- [To-do list]:
a) Answer these questions from the film review:
(i) Over which town does the statue of Paul Bunyan loom?
(ii) In which hotel does Marge meet an old school friend?
(iii) Which actor plays Jerry?
b) Carry on writing the film review from its last sentence.

- [Page]:
○ ○ ○ ○ ○ ○ ○
You can feel the cold and the wind as you survey the desolate landscapes of Minnesota in winter. Carter Burwell's initially melancholic folk, then doom-laden score over the opening sequence (whiteout eventually pierced by a car trailing a car) emphasise the dread that is to follow. A statue of Paul Bunyan, folk hero, looms threateningly over the helpfully named 'Brainerd' where we and Jerry meet with Carl and Gaear. When Carl and Gaear drive to Fargo, a giant grey-white sky oppresses a yielding earth with their tiny car the only movement.
Later, parking lots shot from above, highways stretching to an invisible horizon add to the sense that man's survival on Earth is only grudgingly tolerated by nature. It makes the interiors of the Gundersons' home and the Radisson hotel where Marge meets with an old school friend seem all the more welcoming (unlike the overlit hotel, the Blue Ox where Jerry meets the hitmen, or the fluorescent whiteout of Jerry's office).
William H Macy plays Jerry as the fly the Gods play with (well, not quite King Lear, but you get the idea perhaps). He is a victim of his own hopelessness, incapable wearing a coat and hat without looking like a fool. It's an excruciating portrayal, his increasing desperation matched only by Marge's calmness ("There's no need to get snippy with me, Sir.) Yet any gram of sympathy I might have had first time round has ebbed away. He cons everyone around him and no justification is offered for his fraudulent business activities. His evil may not be as directly violent as that of the hitmen he has hired, but his plan initiates it, and scaring his wife and his son is unconscionable.
○ ○ ○ ○ ○ ○ ○
- [Data listing]:

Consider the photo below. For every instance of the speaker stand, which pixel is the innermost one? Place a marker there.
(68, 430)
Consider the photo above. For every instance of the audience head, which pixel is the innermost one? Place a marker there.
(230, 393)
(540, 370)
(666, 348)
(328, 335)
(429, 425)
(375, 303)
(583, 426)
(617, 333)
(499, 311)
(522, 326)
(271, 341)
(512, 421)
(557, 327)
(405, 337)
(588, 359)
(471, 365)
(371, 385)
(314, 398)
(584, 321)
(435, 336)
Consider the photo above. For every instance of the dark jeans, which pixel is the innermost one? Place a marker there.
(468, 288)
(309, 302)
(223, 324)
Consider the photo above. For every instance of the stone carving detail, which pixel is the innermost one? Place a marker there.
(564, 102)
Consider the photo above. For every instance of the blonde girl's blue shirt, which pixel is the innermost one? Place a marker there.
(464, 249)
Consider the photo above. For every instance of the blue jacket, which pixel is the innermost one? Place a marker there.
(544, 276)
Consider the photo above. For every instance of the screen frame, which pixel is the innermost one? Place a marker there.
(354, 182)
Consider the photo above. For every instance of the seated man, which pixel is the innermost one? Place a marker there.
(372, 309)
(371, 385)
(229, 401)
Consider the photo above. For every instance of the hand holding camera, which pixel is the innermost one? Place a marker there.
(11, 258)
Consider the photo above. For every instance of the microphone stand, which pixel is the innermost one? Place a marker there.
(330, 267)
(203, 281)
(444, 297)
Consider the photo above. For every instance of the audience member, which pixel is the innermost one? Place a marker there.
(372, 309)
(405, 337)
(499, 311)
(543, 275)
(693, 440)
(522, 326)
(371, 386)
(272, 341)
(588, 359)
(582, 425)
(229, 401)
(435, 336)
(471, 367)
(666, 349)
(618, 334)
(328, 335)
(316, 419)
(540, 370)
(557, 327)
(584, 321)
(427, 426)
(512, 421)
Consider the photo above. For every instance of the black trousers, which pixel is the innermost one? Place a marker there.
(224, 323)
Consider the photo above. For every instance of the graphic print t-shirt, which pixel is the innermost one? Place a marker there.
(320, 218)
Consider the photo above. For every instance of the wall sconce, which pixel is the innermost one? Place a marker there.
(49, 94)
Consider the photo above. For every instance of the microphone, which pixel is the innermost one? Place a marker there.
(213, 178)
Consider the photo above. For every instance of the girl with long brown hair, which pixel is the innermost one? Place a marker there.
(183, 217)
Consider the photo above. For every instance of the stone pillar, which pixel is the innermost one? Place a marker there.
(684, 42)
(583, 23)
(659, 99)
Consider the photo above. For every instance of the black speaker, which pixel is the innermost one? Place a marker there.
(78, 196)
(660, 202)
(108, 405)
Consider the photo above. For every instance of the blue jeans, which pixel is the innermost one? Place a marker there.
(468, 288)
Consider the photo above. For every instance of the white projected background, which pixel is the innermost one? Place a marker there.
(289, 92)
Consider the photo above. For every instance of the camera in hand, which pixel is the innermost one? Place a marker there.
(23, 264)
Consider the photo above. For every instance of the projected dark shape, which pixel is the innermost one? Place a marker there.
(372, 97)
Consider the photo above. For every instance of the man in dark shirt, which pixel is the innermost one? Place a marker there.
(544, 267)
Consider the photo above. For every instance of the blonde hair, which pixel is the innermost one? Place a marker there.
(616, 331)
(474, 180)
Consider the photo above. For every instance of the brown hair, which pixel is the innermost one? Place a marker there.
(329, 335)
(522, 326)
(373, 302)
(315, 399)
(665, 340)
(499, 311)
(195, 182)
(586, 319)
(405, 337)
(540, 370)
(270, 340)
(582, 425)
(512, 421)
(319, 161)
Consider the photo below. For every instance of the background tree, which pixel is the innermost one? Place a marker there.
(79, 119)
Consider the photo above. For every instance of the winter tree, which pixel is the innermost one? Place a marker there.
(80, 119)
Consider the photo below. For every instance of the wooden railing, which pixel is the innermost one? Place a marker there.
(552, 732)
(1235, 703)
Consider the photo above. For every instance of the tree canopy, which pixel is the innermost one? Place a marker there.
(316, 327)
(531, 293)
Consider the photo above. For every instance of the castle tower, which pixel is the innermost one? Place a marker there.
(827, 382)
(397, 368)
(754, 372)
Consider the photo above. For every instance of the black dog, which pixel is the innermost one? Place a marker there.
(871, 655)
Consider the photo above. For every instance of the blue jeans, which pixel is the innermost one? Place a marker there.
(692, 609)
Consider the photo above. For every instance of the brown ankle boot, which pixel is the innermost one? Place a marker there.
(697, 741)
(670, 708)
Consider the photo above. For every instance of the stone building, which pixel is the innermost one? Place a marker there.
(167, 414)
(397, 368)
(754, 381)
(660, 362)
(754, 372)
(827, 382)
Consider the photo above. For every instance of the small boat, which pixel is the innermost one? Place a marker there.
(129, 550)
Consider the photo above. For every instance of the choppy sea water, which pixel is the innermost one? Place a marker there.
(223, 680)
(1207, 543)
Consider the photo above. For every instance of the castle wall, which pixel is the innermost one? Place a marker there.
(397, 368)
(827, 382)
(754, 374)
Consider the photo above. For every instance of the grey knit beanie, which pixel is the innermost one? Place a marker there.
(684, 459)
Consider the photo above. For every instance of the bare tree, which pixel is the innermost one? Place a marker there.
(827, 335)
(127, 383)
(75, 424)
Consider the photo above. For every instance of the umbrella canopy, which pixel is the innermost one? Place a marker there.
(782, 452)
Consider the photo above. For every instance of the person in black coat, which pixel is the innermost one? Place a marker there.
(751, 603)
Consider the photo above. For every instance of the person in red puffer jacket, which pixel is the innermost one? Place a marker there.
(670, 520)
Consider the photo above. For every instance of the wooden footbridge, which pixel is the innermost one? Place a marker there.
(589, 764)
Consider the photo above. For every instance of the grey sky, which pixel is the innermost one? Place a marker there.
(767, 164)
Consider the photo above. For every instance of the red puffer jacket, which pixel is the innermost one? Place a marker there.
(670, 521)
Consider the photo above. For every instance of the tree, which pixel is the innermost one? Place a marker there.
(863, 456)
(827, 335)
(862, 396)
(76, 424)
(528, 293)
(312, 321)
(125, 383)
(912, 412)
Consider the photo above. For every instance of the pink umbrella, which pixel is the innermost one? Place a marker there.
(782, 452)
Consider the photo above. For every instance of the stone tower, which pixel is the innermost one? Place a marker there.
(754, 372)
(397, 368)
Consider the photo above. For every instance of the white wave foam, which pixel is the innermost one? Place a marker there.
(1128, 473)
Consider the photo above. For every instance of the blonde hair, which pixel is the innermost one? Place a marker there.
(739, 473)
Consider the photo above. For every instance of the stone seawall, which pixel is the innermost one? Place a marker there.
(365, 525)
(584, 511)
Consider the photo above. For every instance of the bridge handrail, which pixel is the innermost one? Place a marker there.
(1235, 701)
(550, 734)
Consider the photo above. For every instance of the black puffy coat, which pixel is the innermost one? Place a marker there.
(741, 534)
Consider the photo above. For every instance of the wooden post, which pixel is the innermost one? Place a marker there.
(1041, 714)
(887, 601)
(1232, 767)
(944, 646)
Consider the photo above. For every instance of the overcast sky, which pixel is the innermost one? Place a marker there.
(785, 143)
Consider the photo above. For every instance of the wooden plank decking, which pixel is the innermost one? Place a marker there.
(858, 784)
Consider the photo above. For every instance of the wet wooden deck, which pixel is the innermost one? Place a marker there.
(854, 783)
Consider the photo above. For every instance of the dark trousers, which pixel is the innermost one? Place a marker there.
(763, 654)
○ ○ ○ ○ ○ ○ ○
- [Responses per task]:
a)
(i) Brainerd
(ii) The Radisson hotel
(iii) William H Macy

b)
By the end, I found myself wondering why the Coen Bros contrived this unpleasant story. It may have been beautifully shot and excellently acted, with their customary playful dialogue and wry humour, but I was left with the depressing feeling that whatever 'good' there may be in Marge and Norm, they were surrounded by a cast of characters of reprehensible morals.
The American Dream is in retreat.
1001 Movies Review
"Frances McDormand [...] absolutely fantastic as the very pregnant, comically ordinary, but sharp small-town police chief [...]"
Yes, she is fantastic. No, she isn't 'comically ordinary'. To suggest that Marge is 'comical' in any way is to undermine her character. There is comical effect in the juxtaposition of the ordinary against the bizarre (eg Marge's morning sickness causing her to bend down to 'barf', while her sidekick thinks she's spotted evidence in the snow).